Given exercise: Locate every line in the records below that contains the string "blue" and copy each one in full. Matching is case-sensitive.

══════════════════════════════

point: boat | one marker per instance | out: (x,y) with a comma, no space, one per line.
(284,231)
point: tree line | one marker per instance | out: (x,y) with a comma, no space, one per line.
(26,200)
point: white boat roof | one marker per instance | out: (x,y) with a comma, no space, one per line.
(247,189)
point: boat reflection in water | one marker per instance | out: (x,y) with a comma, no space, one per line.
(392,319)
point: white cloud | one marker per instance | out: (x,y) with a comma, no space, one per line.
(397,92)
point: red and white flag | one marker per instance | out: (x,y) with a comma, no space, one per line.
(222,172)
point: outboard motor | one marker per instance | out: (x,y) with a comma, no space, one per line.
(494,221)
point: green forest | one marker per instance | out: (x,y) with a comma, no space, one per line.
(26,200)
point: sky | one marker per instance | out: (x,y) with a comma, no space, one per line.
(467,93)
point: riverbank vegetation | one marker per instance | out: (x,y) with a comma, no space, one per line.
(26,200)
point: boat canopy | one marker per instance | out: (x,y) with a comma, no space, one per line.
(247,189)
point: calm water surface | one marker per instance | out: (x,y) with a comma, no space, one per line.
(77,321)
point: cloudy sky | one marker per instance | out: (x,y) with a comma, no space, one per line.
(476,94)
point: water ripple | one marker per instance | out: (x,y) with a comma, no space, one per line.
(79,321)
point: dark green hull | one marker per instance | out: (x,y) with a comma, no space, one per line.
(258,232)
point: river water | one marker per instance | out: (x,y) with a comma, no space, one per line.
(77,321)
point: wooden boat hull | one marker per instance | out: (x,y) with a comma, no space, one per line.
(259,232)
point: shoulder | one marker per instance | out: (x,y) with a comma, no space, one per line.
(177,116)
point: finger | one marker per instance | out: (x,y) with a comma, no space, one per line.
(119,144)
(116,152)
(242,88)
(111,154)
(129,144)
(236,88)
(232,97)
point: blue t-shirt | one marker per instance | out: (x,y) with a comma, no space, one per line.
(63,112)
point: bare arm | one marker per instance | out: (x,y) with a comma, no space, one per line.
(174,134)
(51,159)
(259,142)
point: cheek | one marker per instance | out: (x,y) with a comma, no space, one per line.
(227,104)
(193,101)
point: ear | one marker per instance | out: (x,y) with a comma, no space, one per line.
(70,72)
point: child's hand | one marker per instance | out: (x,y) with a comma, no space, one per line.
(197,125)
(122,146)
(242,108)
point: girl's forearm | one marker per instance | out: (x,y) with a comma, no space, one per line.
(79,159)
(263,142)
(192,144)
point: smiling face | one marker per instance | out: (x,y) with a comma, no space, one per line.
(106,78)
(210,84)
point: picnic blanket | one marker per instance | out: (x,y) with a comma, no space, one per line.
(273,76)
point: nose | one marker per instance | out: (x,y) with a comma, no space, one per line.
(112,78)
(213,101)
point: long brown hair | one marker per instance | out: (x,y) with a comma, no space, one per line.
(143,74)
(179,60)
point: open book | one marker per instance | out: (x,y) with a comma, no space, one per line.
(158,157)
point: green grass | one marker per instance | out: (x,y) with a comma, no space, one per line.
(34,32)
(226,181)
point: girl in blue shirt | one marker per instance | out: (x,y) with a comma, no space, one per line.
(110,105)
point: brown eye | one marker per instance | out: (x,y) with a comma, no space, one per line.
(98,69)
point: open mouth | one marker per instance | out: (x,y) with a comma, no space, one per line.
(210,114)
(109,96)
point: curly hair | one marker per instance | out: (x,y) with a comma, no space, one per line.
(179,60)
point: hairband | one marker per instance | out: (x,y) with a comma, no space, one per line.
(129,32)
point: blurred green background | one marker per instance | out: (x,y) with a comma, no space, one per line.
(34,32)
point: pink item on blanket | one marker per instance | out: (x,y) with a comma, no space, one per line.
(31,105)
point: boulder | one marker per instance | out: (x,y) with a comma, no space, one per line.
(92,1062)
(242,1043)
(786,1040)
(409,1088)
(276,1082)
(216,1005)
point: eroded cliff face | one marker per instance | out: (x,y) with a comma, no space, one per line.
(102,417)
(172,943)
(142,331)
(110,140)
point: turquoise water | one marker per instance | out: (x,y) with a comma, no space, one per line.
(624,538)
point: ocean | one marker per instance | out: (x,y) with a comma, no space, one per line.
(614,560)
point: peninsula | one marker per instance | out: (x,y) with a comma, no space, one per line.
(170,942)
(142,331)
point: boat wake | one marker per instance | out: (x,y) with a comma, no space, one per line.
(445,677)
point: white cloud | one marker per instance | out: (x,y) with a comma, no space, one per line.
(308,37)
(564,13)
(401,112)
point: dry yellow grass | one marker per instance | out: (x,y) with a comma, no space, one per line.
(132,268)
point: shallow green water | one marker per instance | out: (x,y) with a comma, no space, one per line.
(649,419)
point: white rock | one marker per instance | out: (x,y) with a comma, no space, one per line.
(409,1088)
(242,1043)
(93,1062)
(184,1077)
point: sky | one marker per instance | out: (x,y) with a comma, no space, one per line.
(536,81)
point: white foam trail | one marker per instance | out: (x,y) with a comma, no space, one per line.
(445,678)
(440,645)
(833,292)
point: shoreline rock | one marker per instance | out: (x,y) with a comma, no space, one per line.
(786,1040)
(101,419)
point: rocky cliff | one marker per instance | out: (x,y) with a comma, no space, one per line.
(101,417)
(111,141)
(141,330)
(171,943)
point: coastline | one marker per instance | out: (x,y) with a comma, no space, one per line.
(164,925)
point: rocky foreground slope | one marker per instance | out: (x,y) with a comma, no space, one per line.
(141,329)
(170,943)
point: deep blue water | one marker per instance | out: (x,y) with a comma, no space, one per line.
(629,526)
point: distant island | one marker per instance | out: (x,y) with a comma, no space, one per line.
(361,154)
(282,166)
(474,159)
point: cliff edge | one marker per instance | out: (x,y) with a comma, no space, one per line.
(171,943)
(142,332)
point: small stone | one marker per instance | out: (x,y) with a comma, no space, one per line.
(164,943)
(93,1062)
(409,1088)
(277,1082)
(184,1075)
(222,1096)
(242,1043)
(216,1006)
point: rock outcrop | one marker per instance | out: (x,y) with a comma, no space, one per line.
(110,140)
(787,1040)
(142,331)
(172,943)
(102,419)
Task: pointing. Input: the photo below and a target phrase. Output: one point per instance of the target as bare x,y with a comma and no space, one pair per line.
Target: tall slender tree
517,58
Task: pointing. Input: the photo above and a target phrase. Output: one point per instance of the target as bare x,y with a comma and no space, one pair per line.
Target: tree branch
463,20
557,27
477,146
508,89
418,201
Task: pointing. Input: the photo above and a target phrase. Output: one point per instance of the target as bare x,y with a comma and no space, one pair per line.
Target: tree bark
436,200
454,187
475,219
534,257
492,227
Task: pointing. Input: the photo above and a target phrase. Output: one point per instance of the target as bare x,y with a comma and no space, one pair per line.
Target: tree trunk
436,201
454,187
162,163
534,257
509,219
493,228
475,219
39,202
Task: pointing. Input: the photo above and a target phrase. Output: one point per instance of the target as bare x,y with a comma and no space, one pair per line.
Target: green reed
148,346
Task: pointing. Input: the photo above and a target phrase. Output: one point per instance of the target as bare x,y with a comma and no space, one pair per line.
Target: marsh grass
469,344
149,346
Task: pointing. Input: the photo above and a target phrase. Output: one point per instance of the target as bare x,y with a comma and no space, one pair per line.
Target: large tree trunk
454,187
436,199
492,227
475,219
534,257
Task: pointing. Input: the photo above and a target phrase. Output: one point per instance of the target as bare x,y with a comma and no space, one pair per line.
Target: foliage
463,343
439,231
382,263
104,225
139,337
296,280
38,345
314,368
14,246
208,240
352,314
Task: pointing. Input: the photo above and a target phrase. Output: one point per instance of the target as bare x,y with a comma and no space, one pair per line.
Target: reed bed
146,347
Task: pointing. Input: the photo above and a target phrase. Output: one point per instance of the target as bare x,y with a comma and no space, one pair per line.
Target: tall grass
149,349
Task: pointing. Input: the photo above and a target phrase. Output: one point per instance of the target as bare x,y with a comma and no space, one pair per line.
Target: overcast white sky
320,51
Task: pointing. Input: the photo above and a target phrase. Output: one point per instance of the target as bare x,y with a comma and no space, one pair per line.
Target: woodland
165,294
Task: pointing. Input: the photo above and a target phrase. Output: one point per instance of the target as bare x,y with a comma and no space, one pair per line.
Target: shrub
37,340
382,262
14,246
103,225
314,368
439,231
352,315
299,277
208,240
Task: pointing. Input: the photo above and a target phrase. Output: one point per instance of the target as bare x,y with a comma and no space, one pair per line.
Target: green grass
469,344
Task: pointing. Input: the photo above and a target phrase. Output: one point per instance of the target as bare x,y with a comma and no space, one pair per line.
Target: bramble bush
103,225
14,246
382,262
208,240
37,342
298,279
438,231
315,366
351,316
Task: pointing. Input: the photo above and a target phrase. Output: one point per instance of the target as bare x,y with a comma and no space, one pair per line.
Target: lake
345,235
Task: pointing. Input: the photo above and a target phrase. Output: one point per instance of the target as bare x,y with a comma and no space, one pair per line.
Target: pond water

══════════════════════════════

Task output:
point: blue t-shirt | one marker per instance | out: (x,y) with a comma, no space, one per line.
point: girl in blue shirt | one marker per instance | out: (x,y) with a comma, no space, one per line.
point: deep blue water | one marker per instance | out: (x,y) with a comma, no space, one per line.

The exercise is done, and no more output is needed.